Items for location identification
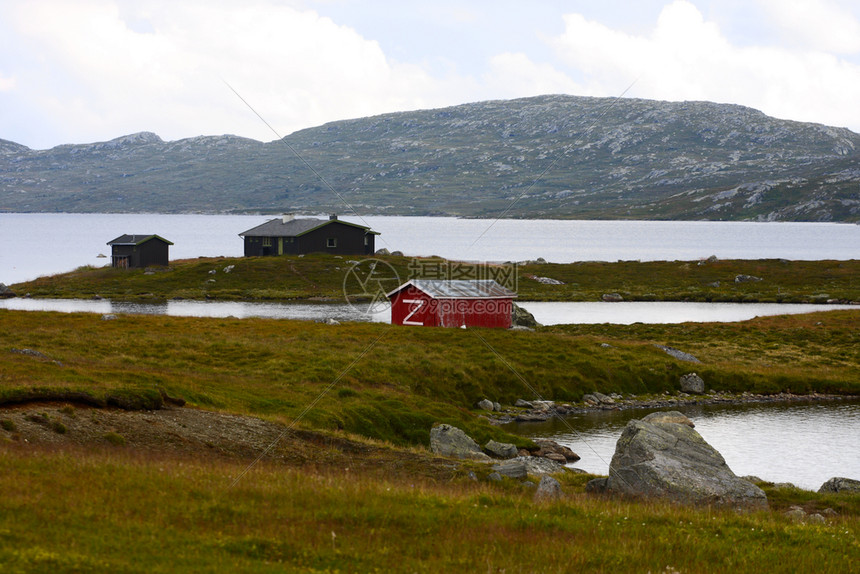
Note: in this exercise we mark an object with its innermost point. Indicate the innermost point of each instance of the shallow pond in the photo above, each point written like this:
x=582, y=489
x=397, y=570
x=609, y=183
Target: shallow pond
x=550, y=313
x=802, y=443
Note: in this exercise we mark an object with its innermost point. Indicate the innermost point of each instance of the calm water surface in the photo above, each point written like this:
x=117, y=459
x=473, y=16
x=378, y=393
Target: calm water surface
x=804, y=444
x=35, y=244
x=550, y=313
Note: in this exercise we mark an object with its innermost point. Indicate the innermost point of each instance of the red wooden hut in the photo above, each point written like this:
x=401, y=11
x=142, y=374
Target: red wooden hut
x=437, y=303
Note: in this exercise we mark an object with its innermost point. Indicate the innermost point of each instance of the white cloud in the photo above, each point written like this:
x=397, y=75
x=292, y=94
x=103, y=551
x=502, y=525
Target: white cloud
x=7, y=84
x=515, y=76
x=294, y=67
x=685, y=57
x=817, y=24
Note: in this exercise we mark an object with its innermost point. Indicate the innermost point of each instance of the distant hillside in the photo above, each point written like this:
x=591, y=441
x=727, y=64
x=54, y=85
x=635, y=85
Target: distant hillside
x=549, y=156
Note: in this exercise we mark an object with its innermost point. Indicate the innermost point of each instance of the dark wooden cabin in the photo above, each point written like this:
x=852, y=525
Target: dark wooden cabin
x=454, y=303
x=139, y=250
x=290, y=236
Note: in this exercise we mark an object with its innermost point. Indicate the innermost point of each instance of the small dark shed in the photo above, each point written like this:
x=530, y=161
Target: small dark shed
x=140, y=250
x=437, y=303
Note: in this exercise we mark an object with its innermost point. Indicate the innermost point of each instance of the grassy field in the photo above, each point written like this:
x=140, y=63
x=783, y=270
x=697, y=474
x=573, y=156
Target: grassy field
x=115, y=511
x=387, y=506
x=322, y=276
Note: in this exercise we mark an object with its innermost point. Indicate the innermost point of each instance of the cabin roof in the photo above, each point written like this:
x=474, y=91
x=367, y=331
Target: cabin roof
x=458, y=289
x=295, y=227
x=136, y=239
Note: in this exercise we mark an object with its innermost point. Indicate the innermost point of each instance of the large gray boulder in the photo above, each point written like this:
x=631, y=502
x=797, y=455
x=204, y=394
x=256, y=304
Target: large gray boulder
x=522, y=318
x=662, y=456
x=839, y=484
x=447, y=440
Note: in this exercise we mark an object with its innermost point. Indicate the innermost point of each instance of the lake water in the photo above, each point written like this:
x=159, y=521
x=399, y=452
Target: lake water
x=802, y=443
x=549, y=313
x=35, y=244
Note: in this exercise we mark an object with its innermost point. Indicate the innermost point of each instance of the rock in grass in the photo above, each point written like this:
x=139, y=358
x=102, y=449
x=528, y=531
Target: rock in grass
x=548, y=490
x=486, y=404
x=840, y=484
x=501, y=449
x=692, y=383
x=447, y=440
x=680, y=355
x=658, y=458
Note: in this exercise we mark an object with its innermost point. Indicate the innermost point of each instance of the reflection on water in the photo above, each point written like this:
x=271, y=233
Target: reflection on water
x=801, y=443
x=551, y=313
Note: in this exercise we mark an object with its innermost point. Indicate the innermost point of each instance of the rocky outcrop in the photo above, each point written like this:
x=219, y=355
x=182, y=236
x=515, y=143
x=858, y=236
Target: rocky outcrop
x=548, y=490
x=680, y=355
x=501, y=449
x=522, y=318
x=692, y=383
x=554, y=451
x=447, y=440
x=523, y=466
x=839, y=484
x=662, y=456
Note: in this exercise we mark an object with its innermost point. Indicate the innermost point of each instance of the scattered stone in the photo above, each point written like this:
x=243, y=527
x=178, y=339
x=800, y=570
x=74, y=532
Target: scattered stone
x=554, y=451
x=532, y=417
x=447, y=440
x=680, y=355
x=514, y=468
x=522, y=318
x=692, y=383
x=670, y=460
x=548, y=490
x=546, y=280
x=501, y=449
x=485, y=404
x=670, y=417
x=840, y=484
x=746, y=278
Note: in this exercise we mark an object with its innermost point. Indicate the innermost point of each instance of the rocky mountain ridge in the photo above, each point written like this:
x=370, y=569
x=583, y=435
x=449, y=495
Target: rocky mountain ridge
x=548, y=156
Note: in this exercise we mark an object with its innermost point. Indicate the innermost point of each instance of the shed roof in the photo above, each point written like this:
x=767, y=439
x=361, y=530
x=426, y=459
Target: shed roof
x=458, y=289
x=136, y=239
x=295, y=227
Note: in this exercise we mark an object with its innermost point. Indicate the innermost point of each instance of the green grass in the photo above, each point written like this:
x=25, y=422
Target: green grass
x=115, y=511
x=322, y=276
x=393, y=383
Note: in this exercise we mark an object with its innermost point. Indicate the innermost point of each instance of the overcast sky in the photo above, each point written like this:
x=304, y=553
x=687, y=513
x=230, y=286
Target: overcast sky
x=80, y=71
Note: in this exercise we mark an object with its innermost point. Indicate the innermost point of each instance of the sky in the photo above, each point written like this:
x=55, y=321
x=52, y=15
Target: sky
x=82, y=71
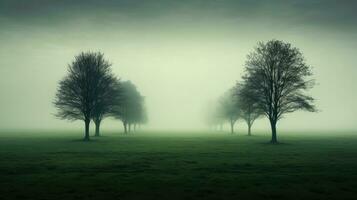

▶ **Written problem**:
Reproduce every line of the records above word for word, omitting the pictures from your reproduction.

▶ **Reply**:
Note: in this exercise we mark an object with its innermost point. Indicate the innermost point of each instance of the shallow pond in the photo above, each point written like this:
x=582, y=489
x=397, y=570
x=609, y=183
Target: shallow pond
x=550, y=313
x=802, y=443
Note: in this exercise we mark an object with its innermost point. Indicate the innermost point of each instance of the calm water surface in the photo above, each point written like this:
x=117, y=459
x=473, y=16
x=378, y=393
Target: calm water surface
x=804, y=444
x=35, y=244
x=550, y=313
Note: in this exercise we mark an object with its innermost point. Indicate the innermost point of each instance of the red wooden hut in the photo above, each point written like this:
x=401, y=11
x=142, y=374
Target: red wooden hut
x=437, y=303
Note: in this exercise we mark an object with its innermost point. Indicate the innermost point of each instance of the white cloud in the photo above, each point written like this:
x=397, y=75
x=292, y=94
x=103, y=551
x=502, y=525
Target: white cloud
x=7, y=84
x=515, y=76
x=294, y=67
x=685, y=57
x=817, y=24
Note: in this exercise we mark an object with its innermost point. Indicate the innermost point of each instance of the distant hillside in the photo above, each point written like this:
x=591, y=441
x=727, y=64
x=54, y=85
x=635, y=85
Target: distant hillside
x=549, y=156
Note: in this exercise we mark an object with its innermost point. Indicate the innermost point of each instance of the dark wooden cabin in the photo above, each point written like this:
x=852, y=525
Target: dark wooden cabin
x=454, y=303
x=139, y=250
x=290, y=236
Note: in this exercise we mark an object with its innermost point. Indicate the innermost point of each instance of the small dark shed in the photo above, each point written like this:
x=530, y=161
Target: small dark shed
x=140, y=250
x=437, y=303
Note: in this exercise we mark an object with its innermost point. Indicate the innermost point of each instance of the grassy field in the photo above, each point written like this:
x=140, y=63
x=783, y=270
x=697, y=474
x=573, y=156
Target: grassy field
x=115, y=511
x=387, y=506
x=322, y=276
Note: in this exercise we mark an object with its innermost point. Indicate the innermost point of each instance of the cabin roof in the photo above, each point written like this:
x=474, y=91
x=367, y=331
Target: cabin roof
x=458, y=289
x=295, y=227
x=136, y=239
Note: in this exercise we mark an object with its innermost point. Indicate the innermost point of each instance of the large gray boulder in the photo above, each point written like this:
x=631, y=502
x=797, y=455
x=204, y=394
x=256, y=304
Target: large gray boulder
x=522, y=318
x=662, y=456
x=839, y=484
x=447, y=440
Note: in this exercise we mark an object with its innermost point. Indicate the innermost point of each instance of the lake water in the photo above, each point written like this:
x=159, y=521
x=399, y=452
Target: lake water
x=802, y=443
x=549, y=313
x=35, y=244
Note: in this exercise we mark an object with its innermost point. Indicate the innermost point of each instance of the rock in grass in the photo above, each point written like this:
x=139, y=358
x=102, y=449
x=528, y=531
Target: rock in grass
x=548, y=490
x=486, y=404
x=840, y=484
x=501, y=449
x=692, y=383
x=447, y=440
x=680, y=355
x=658, y=458
Note: in this exercise we mark an object with its innermost point. Indicate the innermost point of each instance of the reflection on water in the photo above, each point written like this:
x=271, y=233
Target: reflection on water
x=801, y=443
x=551, y=313
Note: in this exercise we mark an object with its innermost point. Indicate the innermost point of each instance of the rocky outcrop in the photo above, each point written like this:
x=219, y=355
x=182, y=236
x=515, y=143
x=858, y=236
Target: rocky outcrop
x=548, y=490
x=680, y=355
x=501, y=449
x=522, y=318
x=692, y=383
x=554, y=451
x=447, y=440
x=523, y=466
x=839, y=484
x=662, y=456
Note: in this exercise we mark an object with its innermost point. Indicate the innermost point of each instance of the scattered stone in the photo above, each point written like this:
x=243, y=527
x=178, y=339
x=800, y=570
x=74, y=532
Target: scattered stone
x=554, y=451
x=532, y=417
x=447, y=440
x=680, y=355
x=514, y=468
x=522, y=318
x=692, y=383
x=670, y=460
x=548, y=490
x=546, y=280
x=501, y=449
x=485, y=404
x=670, y=417
x=840, y=484
x=746, y=278
Note: in this exercise we mark an object with its innermost point. Indicate the innermost point of each instance of the rocky mountain ridge in the photo above, each point written like this:
x=370, y=569
x=583, y=435
x=449, y=495
Target: rocky mountain ridge
x=548, y=156
Note: in this exercise we mark an object with its innermost point. Indicate the innermost point of each instance of the shed roof in the photo above, each point written like this:
x=767, y=439
x=361, y=530
x=426, y=459
Target: shed roof
x=458, y=289
x=136, y=239
x=295, y=227
Note: in this exercise we mark an object with its innermost point. Indicate the innermost point of each instance of the green grass in the photo above, each point written like this:
x=25, y=422
Target: green grass
x=115, y=511
x=322, y=276
x=393, y=383
Note: in this exercise we mark an object with its innermost point. Indicate the innermost point of each instance of the overcast sky in the photo above, each point written like this:
x=304, y=553
x=687, y=513
x=230, y=286
Target: overcast sky
x=80, y=71
Note: in this exercise we mark an object with its innermost point. Indicate the innermost point of each instance of the sky in the photo above, each point written like this:
x=55, y=321
x=52, y=15
Target: sky
x=82, y=71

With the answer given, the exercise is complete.